Tarefas a cumprir:
1. Segundo o relato do salto em Santa Maria, em que aeronave o grupo decolou?
2. Extraia do relato do salto em Santa Maria, sem alterações, o trecho que vai de "Julho é um mês" até "alguma atividade aérea.".
3. Escreva a continuação do relato do salto em Santa Maria a partir da última frase apresentada.

Texto para leitura:
* * *

Julho é um mês que geralmente oferece muitos dias maravilhosos para se voar em Santa Maria, RS: céu esplendorosamente azul, algumas nuvens brancas esparsas e um frio gostoso de inverno. A cidade fica um tanto “morta”, sem vida aparente, seus moradores enfurnados nas casas, aproveitando o aconchego de uma lareira e o compartilhamento de uma cuia e chimarrão. Neste cenário típico de uma cidade dos pampas gaúchos o aeroclube constava como uma alternativa para os finais de semana e naquele domingo ensolarado no ano de 1986 ,para lá me dirigi visando alguns momentos com meus camaradas e talvez alguma atividade aérea.
Encontrei-me com alguns paraquedistas iniciantes, entre eles colegas da Força Aérea e após algumas confabulações decidimos realizar alguns saltos. Nesta época eu era pára-quedista classe “A”, capaz de dobrar os para quedas e calcular o ponto de salto. Juntamente com dois colegas dobrei os seus velames, modelo TU, básico para iniciantes e na sequência dobrei meu velame modelo “papillon”, um colorido para quedas de origem francesa. Por volta das 14 horas retiramos o banco dianteiro direito e a pequena porta traseira do Piper PA-20, realizamos algumas simulações da saída da aeronave e então colocamos nossos equipamentos. O piloto girou o motor, embarcamos e lentamente a aeronave iniciou o taxi em direção a pista principal. Da porta acenamos para os amigos e as dezenas de pessoas que passeavam por entre as aeronaves estacionadas junto ao aeroclube. Mais alguns instantes o piloto acelerou a manete e o pequeno avião deixou a segurança do solo, ganhando os ares e acelerando a batida dos nossos corações.

* * *

Material armazenado:
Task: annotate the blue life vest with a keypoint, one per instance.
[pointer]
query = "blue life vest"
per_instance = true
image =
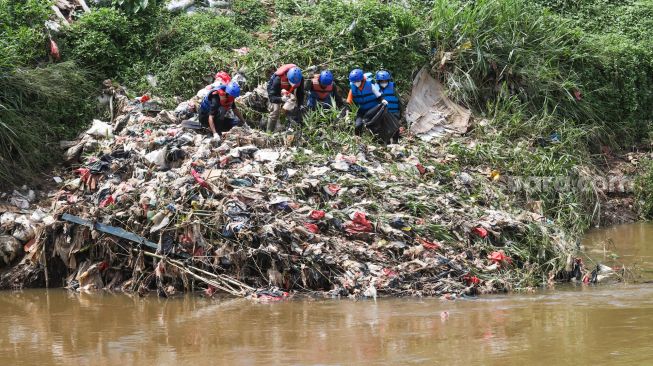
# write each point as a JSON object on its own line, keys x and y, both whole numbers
{"x": 364, "y": 99}
{"x": 320, "y": 93}
{"x": 205, "y": 106}
{"x": 390, "y": 96}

* * *

Respostas por tarefa:
1. Em um Piper PA-20.

2.
Julho é um mês que geralmente oferece muitos dias maravilhosos para se voar em Santa Maria, RS: céu esplendorosamente azul, algumas nuvens brancas esparsas e um frio gostoso de inverno. A cidade fica um tanto “morta”, sem vida aparente, seus moradores enfurnados nas casas, aproveitando o aconchego de uma lareira e o compartilhamento de uma cuia e chimarrão. Neste cenário típico de uma cidade dos pampas gaúchos o aeroclube constava como uma alternativa para os finais de semana e naquele domingo ensolarado no ano de 1986 ,para lá me dirigi visando alguns momentos com meus camaradas e talvez alguma atividade aérea.

3.
Os Saltos
Estamos a 2.400 pés do solo, algo em torno de 800 metros, voando contra o vento e passando sobre a vertical do aeroclube, em direção ao PS (ponto de saída). Na passagem anterior, nesta mesma altitude eu lancei uma sonda colorida e observei sua descida até o solo ao sabor do vento, seu ponto de impacto me dando as referências para o cálculo do ponto exato de saída. O primeiro paraquedista está agachado, próximo da porta, olhando-me com um misto de medo e ansiedade. A poucos segundos do sobrevôo do PS eu me afasto da porta, ajudo-o a sentar-se com as pernas para fora, seguro a fita de abertura de seu para quedas e grito no ouvido “VAI”. Ele então projeta o corpo para fora, impulsionando-o com os braços e inicia sua queda rumo ao solo. A fita de abertura estica, rompe o lacre da bolsa que contem o velame, desenrola-o, libera as linhas de sustentação e se solta do para quedas. O vento infla o velame e mais alguns décimos de segundo o companheiro está balançando a algumas dezenas de metros abaixo, na segurança de seu velame aberto. Recolho a fita e a bolsa e as acondiciono no fundo do avião. O piloto repete o circuito, o segundo paraquedista toma sua posição e mais um pouco também ele está descendo suavemente, aproveitando o belo visual e sentindo um pouco do que é ser um pássaro planando livremente na imensidão dos céus. Iniciamos novo circuito, desta vez ganhando altitude e ao nos aproximarmos novamente do PS estamos a 3.400 pés, cerca de 1100 metros. Sentado na porta, pés impulsionados para trás pela alta velocidade do avião, sinto o frio de inverno intenso nesta altitude somado ainda a velocidade do ar, me fazendo tiritar e me congelando os ossos, jogando bem para abaixo de zero grau a sensação térmica. Este sofrimento foi largamente recompensado quando olhei para o solo e visualizei a pista em toda sua extensão, alguns helicópteros UH-1H e aviões xavantes estacionados no pátio da Base Aérea, o hangar do aeroclube e as instalações do aeroporto, agora diminutas vistas aqui de cima. Ver o mundo abaixo de seus pés, sem apoio, sentado na porta aberta de um avião é uma daquelas experiências inesquecíveis e difíceis de explicar… só quem as vivenciou vai me entender.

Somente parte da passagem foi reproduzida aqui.